For example: the ceiling is above; the floor is below; the city is a noisy place; the
country is a quiet place. The rhythmic coincidence of elementary syntax and semantic
construction of consciousness appealed to Ionesco's sensibility and slid into his own
dialogue. A pair of couples featured in the textbook became the Smiths and the Martins,
and in pre-production, were fashioned in the Victorian cliches of a particularly English
bourgeoisie.
Ionesco sent his first completed script out to several theatres, including the Comedie
francaise. At the suggestion of Monique Saint-Come (a translator and friend), a copy
was given to the 23-year-old director, Nicolas Bataille, who decided to take it on.
Bataille and his troupe struggled to arrive at a fitting technique, at first attempting
outright parody, then settling on a much more restrained approach. In order to maintain
the balance of realism and fantasy, the set designer, Jacques Noel, was not given the
script, but rather asked to create the drawing room for Hedda Gabler.
In the process of determining the play's ending, Ionesco proposed a scenario in which
the author would be called to the stage by the maid to put a stop to the quarreling.
The author would approach amid the actors' applause, but upon reaching the stage, would
shout at the audience: "You bunch of crooks! I'll get you!" In lieu of this direct
assault, Ionesco decided to begin the play again; that is, to not end it. At one time
Big Ben Follies or L'Heure Anglaise, the title was found in rehearsal by the actor
playing the Fireman, who substituted the phrase "cantatrice chauve" (bald soprano) for
"institutrice blonde" (blond teacher).

## Material provided:
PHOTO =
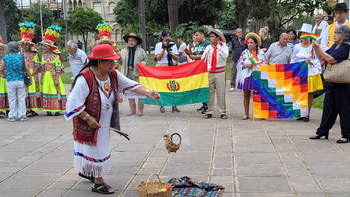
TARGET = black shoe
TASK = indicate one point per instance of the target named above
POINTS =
(200, 109)
(175, 109)
(342, 141)
(317, 137)
(162, 110)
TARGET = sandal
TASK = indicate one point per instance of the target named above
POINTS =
(207, 116)
(102, 188)
(245, 117)
(90, 178)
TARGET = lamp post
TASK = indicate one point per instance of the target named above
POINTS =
(69, 14)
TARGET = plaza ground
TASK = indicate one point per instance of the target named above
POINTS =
(250, 158)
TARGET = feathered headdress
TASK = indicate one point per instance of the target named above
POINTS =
(27, 31)
(104, 31)
(51, 35)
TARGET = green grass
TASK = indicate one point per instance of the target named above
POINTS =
(66, 78)
(318, 102)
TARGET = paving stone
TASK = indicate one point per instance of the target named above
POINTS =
(264, 184)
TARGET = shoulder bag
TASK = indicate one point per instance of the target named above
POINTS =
(26, 77)
(338, 73)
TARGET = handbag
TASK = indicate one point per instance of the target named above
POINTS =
(26, 77)
(338, 73)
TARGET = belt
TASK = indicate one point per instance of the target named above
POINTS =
(218, 70)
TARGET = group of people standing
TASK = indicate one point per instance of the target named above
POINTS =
(24, 91)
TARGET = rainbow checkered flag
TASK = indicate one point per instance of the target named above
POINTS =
(281, 91)
(253, 58)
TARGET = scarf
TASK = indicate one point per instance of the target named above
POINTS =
(131, 56)
(214, 55)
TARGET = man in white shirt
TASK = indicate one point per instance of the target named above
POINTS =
(341, 10)
(182, 54)
(215, 55)
(77, 57)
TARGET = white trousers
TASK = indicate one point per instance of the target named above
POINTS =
(217, 84)
(16, 92)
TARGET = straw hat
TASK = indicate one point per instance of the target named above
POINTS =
(103, 52)
(132, 35)
(219, 33)
(256, 36)
(3, 45)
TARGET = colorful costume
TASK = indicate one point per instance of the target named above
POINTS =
(54, 97)
(34, 98)
(245, 77)
(314, 78)
(4, 104)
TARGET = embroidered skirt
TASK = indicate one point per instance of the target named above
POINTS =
(315, 83)
(4, 104)
(54, 98)
(34, 98)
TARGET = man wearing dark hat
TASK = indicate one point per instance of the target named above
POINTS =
(129, 57)
(341, 10)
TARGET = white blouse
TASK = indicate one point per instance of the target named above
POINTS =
(301, 54)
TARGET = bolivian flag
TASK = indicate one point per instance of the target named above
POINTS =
(177, 85)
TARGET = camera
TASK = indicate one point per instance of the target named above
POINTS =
(167, 45)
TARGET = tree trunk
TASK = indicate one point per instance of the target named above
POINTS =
(260, 23)
(173, 15)
(3, 32)
(142, 23)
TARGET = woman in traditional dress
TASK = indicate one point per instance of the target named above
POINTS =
(34, 98)
(54, 94)
(305, 52)
(245, 68)
(92, 103)
(4, 105)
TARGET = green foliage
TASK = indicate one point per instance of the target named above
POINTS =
(187, 29)
(33, 15)
(84, 22)
(227, 16)
(13, 17)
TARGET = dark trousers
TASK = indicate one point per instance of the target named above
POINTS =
(336, 101)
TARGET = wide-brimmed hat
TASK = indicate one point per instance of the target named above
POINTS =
(341, 6)
(3, 45)
(103, 52)
(132, 35)
(219, 33)
(306, 28)
(256, 36)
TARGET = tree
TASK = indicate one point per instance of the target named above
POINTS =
(242, 13)
(9, 18)
(281, 13)
(227, 17)
(33, 15)
(84, 22)
(173, 14)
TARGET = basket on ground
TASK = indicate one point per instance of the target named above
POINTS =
(169, 143)
(152, 189)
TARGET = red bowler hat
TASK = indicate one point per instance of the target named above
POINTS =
(103, 52)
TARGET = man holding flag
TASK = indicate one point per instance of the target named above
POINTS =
(215, 55)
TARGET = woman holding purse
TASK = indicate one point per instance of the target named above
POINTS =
(337, 98)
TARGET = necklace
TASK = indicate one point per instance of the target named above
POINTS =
(106, 90)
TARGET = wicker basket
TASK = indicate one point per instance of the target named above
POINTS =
(151, 189)
(170, 145)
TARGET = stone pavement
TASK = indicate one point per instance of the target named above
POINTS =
(250, 158)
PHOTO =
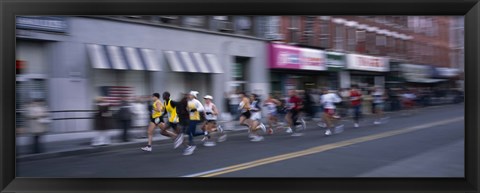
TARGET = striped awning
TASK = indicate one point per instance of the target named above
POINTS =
(193, 62)
(122, 58)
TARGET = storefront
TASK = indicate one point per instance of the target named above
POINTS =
(297, 68)
(108, 57)
(36, 38)
(336, 63)
(367, 71)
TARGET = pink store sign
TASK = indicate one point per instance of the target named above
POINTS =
(290, 57)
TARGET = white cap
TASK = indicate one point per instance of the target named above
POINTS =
(194, 93)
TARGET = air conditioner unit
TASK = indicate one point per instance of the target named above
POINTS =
(225, 26)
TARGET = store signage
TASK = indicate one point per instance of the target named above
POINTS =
(336, 60)
(367, 63)
(290, 57)
(53, 24)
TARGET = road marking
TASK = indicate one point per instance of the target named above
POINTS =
(319, 149)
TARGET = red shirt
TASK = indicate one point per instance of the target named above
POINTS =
(357, 101)
(295, 102)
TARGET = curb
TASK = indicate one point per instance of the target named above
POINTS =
(91, 150)
(122, 145)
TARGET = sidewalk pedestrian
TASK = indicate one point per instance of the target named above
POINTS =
(329, 99)
(379, 98)
(170, 110)
(211, 127)
(125, 117)
(256, 118)
(103, 122)
(156, 120)
(356, 104)
(39, 119)
(196, 110)
(140, 116)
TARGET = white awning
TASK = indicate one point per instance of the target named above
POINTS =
(122, 58)
(180, 61)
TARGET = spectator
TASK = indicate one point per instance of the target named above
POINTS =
(38, 122)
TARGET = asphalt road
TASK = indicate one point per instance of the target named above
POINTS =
(429, 143)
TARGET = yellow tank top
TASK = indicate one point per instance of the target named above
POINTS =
(193, 115)
(171, 112)
(155, 113)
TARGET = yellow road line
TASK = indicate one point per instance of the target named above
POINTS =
(323, 148)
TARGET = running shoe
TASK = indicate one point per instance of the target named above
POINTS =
(146, 148)
(178, 141)
(222, 138)
(297, 134)
(322, 124)
(270, 131)
(257, 139)
(209, 144)
(328, 132)
(339, 129)
(189, 150)
(264, 129)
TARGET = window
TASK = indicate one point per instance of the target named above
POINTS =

## Task set:
1: Reproduce word for word the part of the passage on Ionesco's first play, starting with "Ionesco sent his" and going on through "take it on.".
2: According to the passage on Ionesco's first play, why was the set designer, Jacques Noel, asked to create the drawing room for Hedda Gabler instead of being given the script?

## The replies:
1:
Ionesco sent his first completed script out to several theatres, including the Comedie
francaise. At the suggestion of Monique Saint-Come (a translator and friend), a copy
was given to the 23-year-old director, Nicolas Bataille, who decided to take it on.

2: He was given that request in place of the script to keep the balance of realism and fantasy in the production.